▸ **AIM OF THE TASK**:
Send back the data below exactly. Drop every picture.

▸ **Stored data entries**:
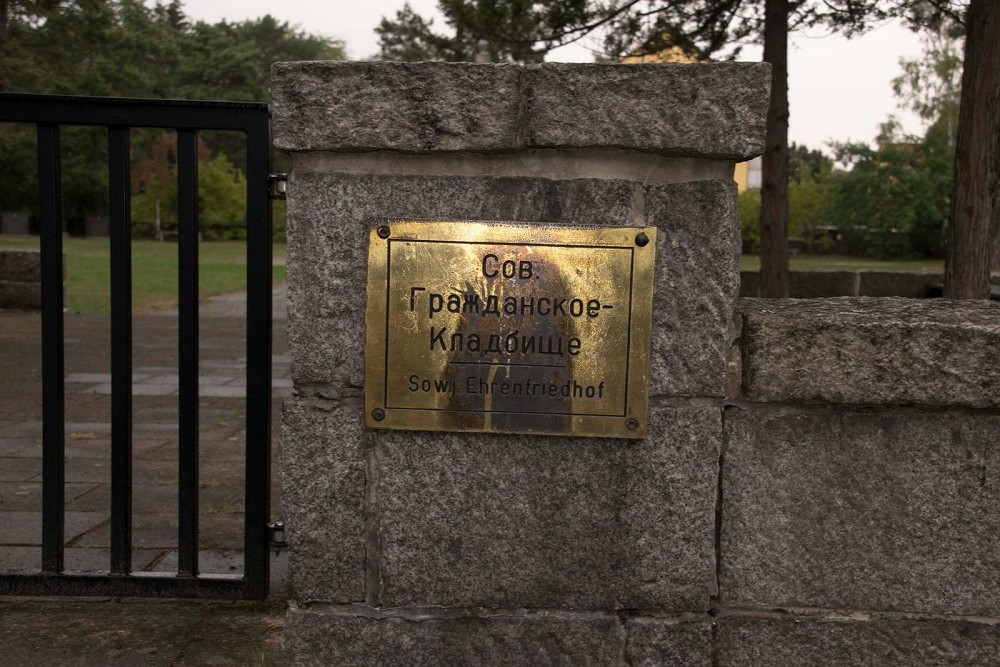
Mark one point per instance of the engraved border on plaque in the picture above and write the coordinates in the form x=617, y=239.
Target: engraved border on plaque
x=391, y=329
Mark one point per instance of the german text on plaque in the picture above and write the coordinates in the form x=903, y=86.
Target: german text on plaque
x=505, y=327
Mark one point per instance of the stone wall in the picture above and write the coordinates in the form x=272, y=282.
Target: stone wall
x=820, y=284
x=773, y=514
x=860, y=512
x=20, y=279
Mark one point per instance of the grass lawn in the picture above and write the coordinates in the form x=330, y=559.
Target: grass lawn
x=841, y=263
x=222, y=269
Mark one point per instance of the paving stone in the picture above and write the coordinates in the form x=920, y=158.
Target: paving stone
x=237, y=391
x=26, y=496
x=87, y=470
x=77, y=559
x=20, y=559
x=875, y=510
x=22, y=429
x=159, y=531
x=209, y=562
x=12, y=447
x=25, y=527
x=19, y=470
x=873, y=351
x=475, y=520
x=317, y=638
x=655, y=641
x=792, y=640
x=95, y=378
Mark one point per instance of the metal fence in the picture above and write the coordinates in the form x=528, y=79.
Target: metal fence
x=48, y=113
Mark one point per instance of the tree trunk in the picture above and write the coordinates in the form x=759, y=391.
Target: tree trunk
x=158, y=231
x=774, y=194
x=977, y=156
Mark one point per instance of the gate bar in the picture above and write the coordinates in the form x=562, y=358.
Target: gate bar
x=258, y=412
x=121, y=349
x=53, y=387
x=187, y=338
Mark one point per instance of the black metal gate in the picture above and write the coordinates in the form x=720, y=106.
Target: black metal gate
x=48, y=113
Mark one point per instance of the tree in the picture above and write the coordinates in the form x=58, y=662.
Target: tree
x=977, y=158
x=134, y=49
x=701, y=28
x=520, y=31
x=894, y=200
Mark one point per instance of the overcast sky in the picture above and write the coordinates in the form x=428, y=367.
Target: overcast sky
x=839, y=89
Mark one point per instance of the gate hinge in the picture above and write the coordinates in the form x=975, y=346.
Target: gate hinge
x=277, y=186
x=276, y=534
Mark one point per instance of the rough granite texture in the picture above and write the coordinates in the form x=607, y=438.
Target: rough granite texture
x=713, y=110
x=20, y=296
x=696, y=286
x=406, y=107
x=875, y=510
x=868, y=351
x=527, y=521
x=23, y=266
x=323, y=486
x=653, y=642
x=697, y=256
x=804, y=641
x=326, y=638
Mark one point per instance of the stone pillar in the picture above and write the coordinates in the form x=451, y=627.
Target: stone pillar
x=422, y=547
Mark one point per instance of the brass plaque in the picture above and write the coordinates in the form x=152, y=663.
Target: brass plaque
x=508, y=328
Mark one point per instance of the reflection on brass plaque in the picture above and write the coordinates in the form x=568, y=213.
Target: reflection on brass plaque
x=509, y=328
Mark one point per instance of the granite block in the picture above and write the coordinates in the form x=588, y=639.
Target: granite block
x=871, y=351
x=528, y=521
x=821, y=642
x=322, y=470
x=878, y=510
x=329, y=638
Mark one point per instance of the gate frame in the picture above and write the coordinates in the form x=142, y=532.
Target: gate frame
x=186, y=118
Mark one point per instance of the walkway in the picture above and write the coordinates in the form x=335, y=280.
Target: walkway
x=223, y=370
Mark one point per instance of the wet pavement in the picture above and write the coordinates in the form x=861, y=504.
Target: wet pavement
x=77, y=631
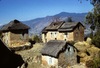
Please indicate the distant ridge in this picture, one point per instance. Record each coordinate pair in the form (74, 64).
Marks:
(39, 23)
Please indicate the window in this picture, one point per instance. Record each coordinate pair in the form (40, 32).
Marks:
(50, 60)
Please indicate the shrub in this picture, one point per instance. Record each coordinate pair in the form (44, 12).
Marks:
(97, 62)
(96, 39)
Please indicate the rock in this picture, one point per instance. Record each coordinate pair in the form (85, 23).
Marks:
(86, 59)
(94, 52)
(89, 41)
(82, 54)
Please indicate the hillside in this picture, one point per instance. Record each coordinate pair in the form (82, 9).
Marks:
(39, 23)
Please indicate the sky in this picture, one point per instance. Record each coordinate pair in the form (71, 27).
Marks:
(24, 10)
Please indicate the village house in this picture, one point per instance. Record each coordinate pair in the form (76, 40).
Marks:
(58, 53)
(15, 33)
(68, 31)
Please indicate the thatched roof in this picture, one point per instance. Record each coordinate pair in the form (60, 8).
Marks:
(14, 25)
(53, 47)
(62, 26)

▸ **RESPONSE AREA**:
Mark one point per instance of the engraved border on plaque in the picture above and write the coordinates in the form x=617, y=239.
Target: engraved border on plaque
x=391, y=329
Mark one point per instance of the german text on plaque in the picture above and write the coordinates in the form x=903, y=86.
Target: german text on plaque
x=505, y=327
Mark one point per instance of the stone wall in the picture above and write the coordinates in the form x=272, y=282.
Target: stone wall
x=820, y=284
x=773, y=514
x=860, y=512
x=20, y=279
Mark one point per instance of the grass lawn in the picture above and write the coordinates in the form x=330, y=559.
Target: grass lawn
x=841, y=263
x=222, y=269
Mark one point per instance of the paving stone in the picture above and write the coordinates in the form x=920, y=158.
Target: paving stone
x=237, y=391
x=26, y=496
x=87, y=470
x=77, y=559
x=20, y=559
x=875, y=510
x=22, y=429
x=159, y=531
x=209, y=562
x=12, y=447
x=25, y=527
x=19, y=470
x=873, y=351
x=475, y=520
x=317, y=638
x=655, y=641
x=792, y=640
x=95, y=378
Mark one point per instance of the metal fence in the picture above and write the coordinates in the form x=528, y=79.
Target: metal fence
x=48, y=113
Mark one point per instance of the tree trunk in the picture above and write the coordinates in the form x=759, y=391.
Target: tree trunk
x=158, y=231
x=774, y=194
x=977, y=156
Mark one point per instance of the gate bar in the picture above and write the coordinates in the form x=562, y=358.
Target: gate bar
x=258, y=412
x=121, y=349
x=53, y=387
x=187, y=338
Mark one point per instance of the black metal gate in the picture above and write the coordinates in the form x=720, y=106.
Target: black metal gate
x=48, y=113
Mark one point per instance of the tree in the picture above and write the coordinates in the form x=58, y=662.
Target: tree
x=977, y=158
x=134, y=49
x=701, y=28
x=520, y=31
x=894, y=200
Mark one point per instance of the overcast sky in the picture above and write the coordinates in the form x=428, y=367.
Target: overcast sky
x=839, y=89
Mark one point per instance of the gate hinge in the picture above and write the coordinates in the form x=975, y=346.
Target: gate hinge
x=277, y=186
x=276, y=534
Mark one point per instance of the rough granite texture in the picture above and write the coordinates in the form x=607, y=438.
Target: rough granite texture
x=713, y=110
x=20, y=296
x=696, y=286
x=406, y=107
x=875, y=510
x=868, y=351
x=527, y=521
x=23, y=266
x=323, y=486
x=653, y=642
x=697, y=256
x=804, y=641
x=326, y=638
Mark one point per instance of the stone pillar in the picture above and write the coordinates in the form x=451, y=627.
Target: stone pillar
x=422, y=547
Mark one point per instance of the brass plaque in the picture above and write the coordinates in the form x=152, y=663.
Target: brass plaque
x=508, y=328
Mark one point per instance of the reflection on brass plaque in the picture above and write the coordinates in the form x=568, y=213.
Target: reflection on brass plaque
x=509, y=328
Mark one point per instance of the granite block in the picture above and write the coordinates in the form x=588, y=639.
Target: granite block
x=871, y=351
x=528, y=521
x=821, y=642
x=322, y=470
x=878, y=510
x=329, y=638
Mark one point per instance of the gate frame in the picture above and write the coordinates in the form x=142, y=532.
Target: gate frame
x=186, y=118
Mark one point per instance of the walkway in the picture above and write the coordinates in the form x=335, y=280.
Target: walkway
x=223, y=370
Mark one point per instance of the wet pavement in the picture above and write the coordinates in the form x=861, y=504.
Target: wet pavement
x=77, y=631
Please indicate the distant ridge in this picture, one point per instance. Record each coordinate pair in the form (74, 64).
Marks:
(39, 23)
Please indicate the window in this picture, one point per instance. Record each coordinate pair in the form (40, 32).
Marks:
(50, 60)
Please indicate the shrub in this picture, one point per instance. Record each coordinate pair in the form (44, 12).
Marks:
(97, 62)
(96, 39)
Please indicate the rock in this picture, one point per instance. Record each coordinate pair in the form (85, 23).
Marks:
(86, 59)
(94, 52)
(89, 41)
(82, 54)
Please indicate the hillside in this picture, one point per instance. Record each coordinate pair in the form (82, 9).
Marks:
(39, 23)
Please indicate the sky in this picture, one point per instance. Record each coordinate pair in the form (71, 27).
Marks:
(24, 10)
Please indicate the village house in this picture, one point per instance. Record each coordinate pair in the form (76, 40).
Marks:
(58, 53)
(15, 33)
(68, 31)
Please indicate the thatched roof in this picture, one point per instance. Record each coordinate pair in the form (60, 8).
Marks:
(14, 25)
(53, 47)
(62, 26)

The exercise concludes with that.